START Entries shown

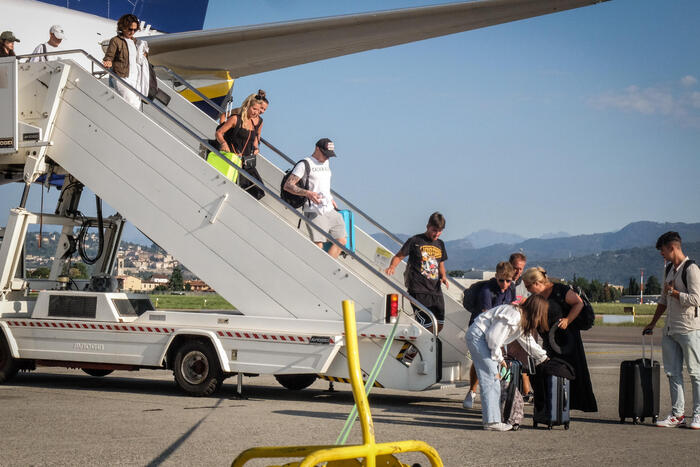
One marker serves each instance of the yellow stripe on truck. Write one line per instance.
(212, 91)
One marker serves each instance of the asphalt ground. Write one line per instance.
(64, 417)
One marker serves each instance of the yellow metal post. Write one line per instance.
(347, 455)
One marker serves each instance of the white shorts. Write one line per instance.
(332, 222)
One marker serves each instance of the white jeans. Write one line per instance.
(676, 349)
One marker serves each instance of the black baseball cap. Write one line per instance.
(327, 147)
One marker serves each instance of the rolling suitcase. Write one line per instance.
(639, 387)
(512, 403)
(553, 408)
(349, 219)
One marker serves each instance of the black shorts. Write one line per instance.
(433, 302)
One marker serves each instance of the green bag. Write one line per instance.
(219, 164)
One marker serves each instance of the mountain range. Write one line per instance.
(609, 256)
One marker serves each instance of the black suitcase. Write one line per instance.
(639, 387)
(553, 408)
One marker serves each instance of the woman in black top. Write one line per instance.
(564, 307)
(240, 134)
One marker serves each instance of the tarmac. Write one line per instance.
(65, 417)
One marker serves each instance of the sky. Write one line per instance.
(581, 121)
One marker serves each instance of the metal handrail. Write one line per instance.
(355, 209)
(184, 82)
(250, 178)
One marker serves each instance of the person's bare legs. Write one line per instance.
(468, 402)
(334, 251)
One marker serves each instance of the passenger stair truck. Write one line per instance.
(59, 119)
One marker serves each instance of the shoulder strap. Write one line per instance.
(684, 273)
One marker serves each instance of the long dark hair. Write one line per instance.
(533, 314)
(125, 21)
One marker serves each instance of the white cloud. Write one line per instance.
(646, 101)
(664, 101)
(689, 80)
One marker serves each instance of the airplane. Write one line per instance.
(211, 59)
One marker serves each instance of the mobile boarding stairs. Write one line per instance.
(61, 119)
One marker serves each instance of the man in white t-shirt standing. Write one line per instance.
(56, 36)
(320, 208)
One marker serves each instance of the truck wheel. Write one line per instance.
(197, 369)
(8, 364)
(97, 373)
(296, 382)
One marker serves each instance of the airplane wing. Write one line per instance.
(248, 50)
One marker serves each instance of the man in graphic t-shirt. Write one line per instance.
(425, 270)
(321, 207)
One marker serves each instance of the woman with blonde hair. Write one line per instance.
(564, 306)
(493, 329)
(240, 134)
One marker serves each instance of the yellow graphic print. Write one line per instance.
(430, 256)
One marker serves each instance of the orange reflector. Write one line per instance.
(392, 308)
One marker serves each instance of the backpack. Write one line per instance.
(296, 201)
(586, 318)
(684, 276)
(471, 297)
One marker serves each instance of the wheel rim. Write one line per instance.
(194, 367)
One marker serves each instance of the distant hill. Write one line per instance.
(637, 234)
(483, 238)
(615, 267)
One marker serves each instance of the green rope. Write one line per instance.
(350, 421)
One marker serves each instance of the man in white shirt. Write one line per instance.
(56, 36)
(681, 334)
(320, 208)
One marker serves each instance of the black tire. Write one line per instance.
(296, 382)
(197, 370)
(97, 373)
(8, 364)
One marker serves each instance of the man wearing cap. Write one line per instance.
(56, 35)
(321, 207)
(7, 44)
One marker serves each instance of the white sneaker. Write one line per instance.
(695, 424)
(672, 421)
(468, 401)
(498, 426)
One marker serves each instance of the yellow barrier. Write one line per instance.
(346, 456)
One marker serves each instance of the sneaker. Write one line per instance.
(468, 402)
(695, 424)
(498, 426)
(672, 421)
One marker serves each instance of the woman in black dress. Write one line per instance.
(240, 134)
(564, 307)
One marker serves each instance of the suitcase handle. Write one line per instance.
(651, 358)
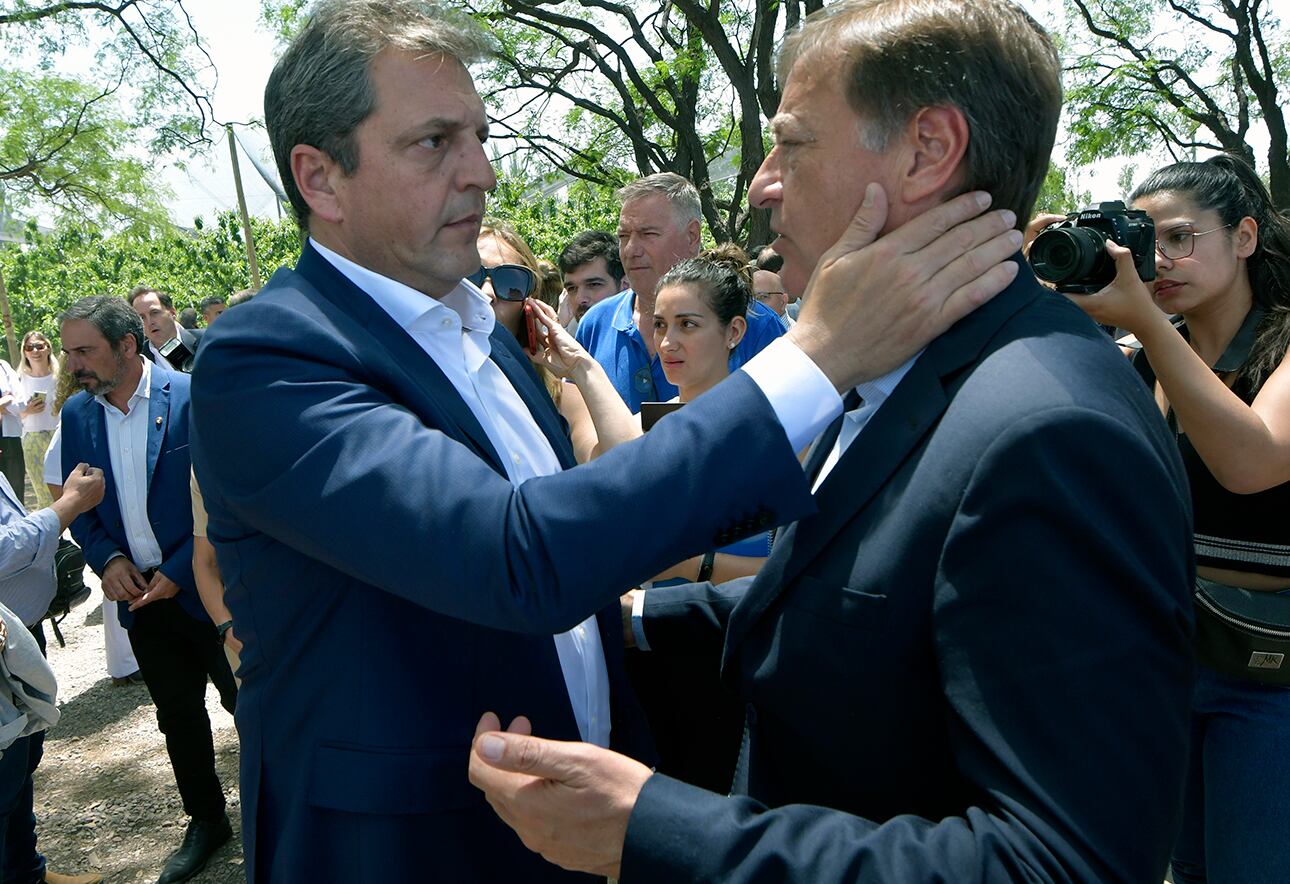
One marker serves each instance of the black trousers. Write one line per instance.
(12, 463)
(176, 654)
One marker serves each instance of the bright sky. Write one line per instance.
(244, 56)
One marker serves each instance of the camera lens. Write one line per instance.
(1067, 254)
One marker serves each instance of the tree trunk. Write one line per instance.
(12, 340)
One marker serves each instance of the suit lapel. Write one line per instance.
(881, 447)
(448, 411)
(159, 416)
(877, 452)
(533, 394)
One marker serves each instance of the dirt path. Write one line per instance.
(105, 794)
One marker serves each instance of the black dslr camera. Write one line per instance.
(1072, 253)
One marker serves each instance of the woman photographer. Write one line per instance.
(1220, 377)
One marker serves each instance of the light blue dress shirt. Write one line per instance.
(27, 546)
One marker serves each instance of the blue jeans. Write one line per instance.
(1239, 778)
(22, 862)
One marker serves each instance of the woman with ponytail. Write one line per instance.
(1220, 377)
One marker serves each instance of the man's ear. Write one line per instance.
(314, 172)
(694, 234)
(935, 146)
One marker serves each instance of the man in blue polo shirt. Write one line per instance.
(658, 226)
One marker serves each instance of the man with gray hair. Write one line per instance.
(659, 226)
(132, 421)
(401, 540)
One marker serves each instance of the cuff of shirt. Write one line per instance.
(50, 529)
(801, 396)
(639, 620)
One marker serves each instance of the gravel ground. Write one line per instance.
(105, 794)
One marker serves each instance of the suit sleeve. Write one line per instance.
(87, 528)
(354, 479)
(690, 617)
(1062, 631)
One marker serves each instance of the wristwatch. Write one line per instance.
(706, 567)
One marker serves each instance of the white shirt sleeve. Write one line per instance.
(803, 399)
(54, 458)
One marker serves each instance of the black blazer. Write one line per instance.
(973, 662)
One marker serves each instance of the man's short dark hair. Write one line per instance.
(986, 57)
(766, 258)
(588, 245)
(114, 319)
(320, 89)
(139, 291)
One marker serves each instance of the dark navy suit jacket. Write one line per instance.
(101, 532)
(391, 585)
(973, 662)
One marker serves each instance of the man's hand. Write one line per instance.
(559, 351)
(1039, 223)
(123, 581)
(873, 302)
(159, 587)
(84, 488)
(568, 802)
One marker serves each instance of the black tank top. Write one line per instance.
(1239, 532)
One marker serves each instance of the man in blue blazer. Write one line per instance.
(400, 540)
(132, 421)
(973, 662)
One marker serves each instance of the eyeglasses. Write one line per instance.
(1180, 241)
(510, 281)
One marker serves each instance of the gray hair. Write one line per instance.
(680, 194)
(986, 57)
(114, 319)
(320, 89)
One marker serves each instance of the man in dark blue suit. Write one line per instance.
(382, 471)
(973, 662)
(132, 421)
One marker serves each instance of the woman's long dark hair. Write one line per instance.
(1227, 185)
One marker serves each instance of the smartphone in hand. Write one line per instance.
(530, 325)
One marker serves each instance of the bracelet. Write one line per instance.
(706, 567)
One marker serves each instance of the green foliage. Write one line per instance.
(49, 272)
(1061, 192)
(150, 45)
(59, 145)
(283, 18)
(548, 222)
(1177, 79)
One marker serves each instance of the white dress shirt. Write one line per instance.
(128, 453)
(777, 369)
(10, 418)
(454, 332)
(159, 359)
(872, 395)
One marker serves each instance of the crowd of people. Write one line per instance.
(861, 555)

END Entries shown

*Your goal:* Would you set down the records above once more, exactly, with the pictures removed?

*The answer:*
One marker serves each instance of the yellow stripe on truck. Write one line per instance.
(212, 91)
One marker serves each instance of the asphalt ground. Write one line per instance.
(64, 417)
One marker serves each instance of the yellow metal post. Write one line per instance.
(347, 455)
One marker serves each instance of the white shorts. Write one line per instance.
(332, 222)
One marker serves each instance of the white jeans. Write one line per instance.
(676, 349)
One marker serves each instance of the black baseball cap. Write one line per instance.
(327, 147)
One marker serves each instance of the rolling suitcase. Write one line per instance.
(639, 387)
(512, 403)
(553, 408)
(349, 219)
One marker serves each instance of the black shorts. Write one line per instance.
(433, 302)
One marker serves each instance of the green bag. Write one line per instance.
(219, 164)
One marker serves each instance of the mountain range. Write one line per instance.
(609, 256)
One marker serves each instance of the black suitcase. Write one line per instance.
(639, 387)
(553, 408)
One marker serves each instance of the woman in black top. Write one line per instance.
(564, 307)
(240, 134)
One marker serves each instance of the tarmac. Write one line per instance.
(65, 417)
One marker serves each instance of the sky. Write one line per instance.
(581, 121)
One marker serves each instance of the metal handrail. Write one line per instance.
(355, 209)
(184, 82)
(250, 178)
One marker serves each instance of the person's bare legs. Write one line per instance.
(468, 402)
(334, 251)
One marker serves each instance of the passenger stair truck. Write one line per instance.
(59, 119)
One marker serves each instance of the shoulder strap. Write one line per instance.
(684, 273)
One marker serves each instance of the long dark hair. Write one line per instance.
(533, 314)
(125, 21)
One marker serves each instance of the white cloud. Write one line per instance.
(646, 101)
(664, 101)
(689, 80)
One marker serves each instance of the airplane. Write one line per instance.
(211, 59)
One marker serves each instance of the mobile boarding stairs. Write one line per instance.
(61, 119)
One marker serves each instance of the man in white t-shirt standing. Write one line per instance.
(56, 36)
(320, 208)
One marker serves each instance of the truck wheel. Write one line per instance.
(197, 369)
(8, 364)
(97, 373)
(296, 382)
One marker serves each instance of the airplane wing. Write one line per instance.
(248, 50)
One marker serves each instance of the man in graphic t-shirt. Write one line per instance.
(425, 270)
(321, 207)
One marker serves each instance of the woman with blonde hair. Write one line per instance.
(564, 306)
(493, 329)
(240, 134)
One marker serves each instance of the yellow graphic print. Write one line per instance.
(430, 256)
One marker serves each instance of the orange reflector. Write one line per instance.
(392, 308)
One marker serves each instance of the backpack. Write one line per instance.
(296, 201)
(586, 318)
(684, 276)
(471, 297)
One marker serves each instance of the wheel rim. Write one line per instance.
(194, 367)
One marker serves each instance of the distant hill. Write one line per instance.
(637, 234)
(483, 238)
(615, 267)
One marker serves each instance of the green rope. Write one line per instance.
(350, 421)
One marker serves each instance of the man in white shirt. Write one line per instance.
(56, 36)
(681, 334)
(320, 208)
One marker serves each instance of the black tire. Write one line per instance.
(296, 382)
(197, 370)
(97, 373)
(8, 364)
One marker serves each instance of the man wearing cap. Write one line per instance.
(56, 35)
(321, 207)
(7, 44)
One marker serves each instance of the white sneaker. Write one line per instance.
(695, 424)
(672, 421)
(468, 401)
(498, 426)
One marker serves each instance of the yellow barrier. Write one line per instance.
(346, 456)
One marker serves each instance of the sneaker. Write one line per instance.
(468, 402)
(695, 424)
(498, 426)
(672, 421)
One marker serves each instance of the woman in black dress. Write one line per instance.
(240, 134)
(564, 307)
One marker serves each instance of the suitcase handle. Write one line per instance.
(651, 358)
One marker serves each instance of the black trousers. Write one line per instance.
(12, 463)
(176, 654)
One marker serves each instance of the bright sky. Write one line per instance.
(244, 56)
One marker serves each instance of the camera lens. Write one line per instance.
(1067, 254)
One marker serves each instance of the tree trunk. Write one line per instance.
(12, 340)
One marker serves each instance of the suit lapel. Write one line per instance.
(881, 447)
(448, 411)
(159, 416)
(877, 452)
(533, 394)
One marker serves each instance of the dirt path. Write one line per instance.
(105, 794)
One marker serves each instance of the black dslr camera. Write one line per instance.
(1072, 253)
One marker serves each instance of the woman photographer. Write one line per instance.
(1220, 377)
One marker serves each instance of the light blue dress shirt. Write one line per instance.
(27, 546)
One marker serves each instance of the blue jeans. Write one line per instance.
(1239, 778)
(22, 862)
One marker serves each instance of the woman with ponytail. Write one line per instance.
(1220, 377)
One marker serves each instance of the man's ear. Write one line per instance.
(314, 172)
(694, 234)
(935, 146)
One marker serves each instance of the man in blue polo shirt. Write one line per instance.
(658, 226)
One marker serves each instance of the man with gray hair. Write one line per instance.
(659, 226)
(132, 421)
(401, 540)
One marker serves each instance of the cuff of shirt. Write one line per instance.
(50, 529)
(801, 396)
(639, 620)
One marker serves each instance of the gravel ground. Write one line per instance.
(105, 794)
One marker serves each instance of the suit sleeve. Write one line per instance.
(87, 528)
(354, 479)
(690, 617)
(1062, 631)
One marker serves each instance of the wristwatch. Write one line per instance.
(706, 567)
One marker serves each instance of the white shirt sleeve. Write one line per instance.
(803, 399)
(54, 458)
One marker serves each instance of the black blazer. Write one line per instance.
(973, 662)
One marker serves each instance of the man's short dark hair. Write one line per instance.
(986, 57)
(766, 258)
(588, 245)
(114, 319)
(320, 89)
(139, 291)
One marker serves each instance of the dark navy suit jacket. Write one line per instance.
(101, 532)
(391, 585)
(973, 662)
One marker serves each instance of the man's hand. Write one line per instance.
(559, 351)
(1039, 223)
(123, 581)
(873, 302)
(159, 587)
(84, 488)
(568, 802)
One marker serves each instance of the black tank top. Write one line per instance.
(1239, 532)
One marker serves each instance of the man in blue blazer. Write one line per instance.
(400, 540)
(132, 421)
(973, 662)
One marker serves each instance of the eyeglasses. Write one line per instance.
(1180, 241)
(510, 281)
One marker serves each instance of the gray hair. Write one line per instance.
(680, 194)
(986, 57)
(114, 319)
(320, 89)
One marker serves each instance of the man in dark blue suit. Write one line per instance.
(382, 471)
(973, 662)
(132, 421)
One marker serves each instance of the woman's long dark hair. Write one line per instance.
(1227, 185)
One marker serves each instance of the smartphone in hand. Write one line per instance.
(530, 325)
One marker serves each instance of the bracelet. Write one line per instance.
(706, 567)
One marker serves each instance of the green foliage. Write one line per instance.
(49, 272)
(1061, 192)
(150, 45)
(59, 145)
(283, 18)
(548, 222)
(1177, 79)
One marker serves each instance of the white dress shirt. Write one line per instance.
(128, 453)
(777, 369)
(10, 418)
(454, 332)
(159, 359)
(872, 395)
One marker serves each instance of the crowd of people. Write one line per instance.
(861, 555)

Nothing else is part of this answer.